══ Dataset extract
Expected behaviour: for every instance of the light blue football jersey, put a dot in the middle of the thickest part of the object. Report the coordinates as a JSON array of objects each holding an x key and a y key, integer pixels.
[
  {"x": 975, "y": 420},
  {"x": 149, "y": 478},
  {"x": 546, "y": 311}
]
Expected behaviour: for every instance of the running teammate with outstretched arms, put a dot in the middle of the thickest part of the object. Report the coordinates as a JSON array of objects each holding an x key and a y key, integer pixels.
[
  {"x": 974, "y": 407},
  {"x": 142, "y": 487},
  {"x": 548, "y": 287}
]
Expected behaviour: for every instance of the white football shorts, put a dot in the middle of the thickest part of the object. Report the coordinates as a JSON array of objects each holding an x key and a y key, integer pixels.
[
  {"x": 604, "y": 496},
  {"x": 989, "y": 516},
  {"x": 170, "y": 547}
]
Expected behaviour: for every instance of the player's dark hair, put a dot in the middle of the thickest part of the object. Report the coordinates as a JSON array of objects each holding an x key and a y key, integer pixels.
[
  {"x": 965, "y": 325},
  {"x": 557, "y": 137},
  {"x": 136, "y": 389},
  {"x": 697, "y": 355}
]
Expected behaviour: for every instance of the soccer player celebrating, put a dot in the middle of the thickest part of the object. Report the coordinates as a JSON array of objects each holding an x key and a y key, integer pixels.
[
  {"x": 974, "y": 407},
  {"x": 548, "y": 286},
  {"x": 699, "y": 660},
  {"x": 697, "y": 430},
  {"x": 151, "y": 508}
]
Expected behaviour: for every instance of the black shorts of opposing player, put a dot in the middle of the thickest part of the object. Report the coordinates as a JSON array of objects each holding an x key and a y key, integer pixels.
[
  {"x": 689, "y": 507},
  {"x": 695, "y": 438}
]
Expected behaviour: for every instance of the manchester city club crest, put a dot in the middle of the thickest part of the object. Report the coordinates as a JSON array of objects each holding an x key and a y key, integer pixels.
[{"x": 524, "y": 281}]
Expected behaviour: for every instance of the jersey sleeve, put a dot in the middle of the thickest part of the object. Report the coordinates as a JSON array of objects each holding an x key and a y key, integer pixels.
════
• _What is asked_:
Take the entries above and transcribe them exactly.

• _Solution to this exercise_:
Expected behaviour: for every instance of the light blue football jersey, put a dot in the middle of the thickest part of the object. Report the coordinates as a JSON array of objects each holding an x key and a y key, integer pixels.
[
  {"x": 975, "y": 420},
  {"x": 149, "y": 478},
  {"x": 546, "y": 311}
]
Expected behaviour: for every instance of the running teammate with outstretched arms, put a dot in the middle of the thickest part of the object. Report the coordinates as a JSON array of objects each holding an x key and a y key, integer pixels.
[
  {"x": 974, "y": 407},
  {"x": 142, "y": 487},
  {"x": 548, "y": 287}
]
Expected behaviour: for every instance of the white football shorts, put a dot in the middle of the thickest part of the object. Report the coordinates as a JSON array of objects each holding an x key and a y key, integer pixels.
[
  {"x": 604, "y": 496},
  {"x": 989, "y": 516},
  {"x": 170, "y": 547}
]
Expected behaviour: for every instance of the player's dark hair, put a dot in the middle of the thickest part of the object. Report the coordinates as a JSON array of objects each holding an x key and a y key, integer pixels.
[
  {"x": 965, "y": 325},
  {"x": 557, "y": 137},
  {"x": 136, "y": 389},
  {"x": 697, "y": 355}
]
Expected behaviour: for every instance of the soccer player celebrating, put a dot in the middle of the thickest part of the object. Report the coordinates as a JSON array of objects each holding an x key and a y key, integer pixels.
[
  {"x": 974, "y": 407},
  {"x": 548, "y": 286},
  {"x": 699, "y": 660},
  {"x": 697, "y": 430},
  {"x": 151, "y": 508}
]
Expected behaviour: for every instance of the black shorts of opposing player, put a dot in the middle of the thickest part of the object. Report the coordinates as a JSON array of objects each holding an x key and a y key, integer pixels.
[
  {"x": 689, "y": 507},
  {"x": 695, "y": 438}
]
Expected behaviour: for every instance of the manchester city club crest, put a dot in the middle of the thickest part of the object. Report the coordinates as a JSON array of objects each holding an x key and a y key, integer pixels.
[{"x": 524, "y": 281}]
Expected behaviour: for every instance of the jersey sleeve, put a dot in the middle of the thickest part of the object. Report the coordinates as a JSON array of objects each holding an x key and a y key, integer pixels.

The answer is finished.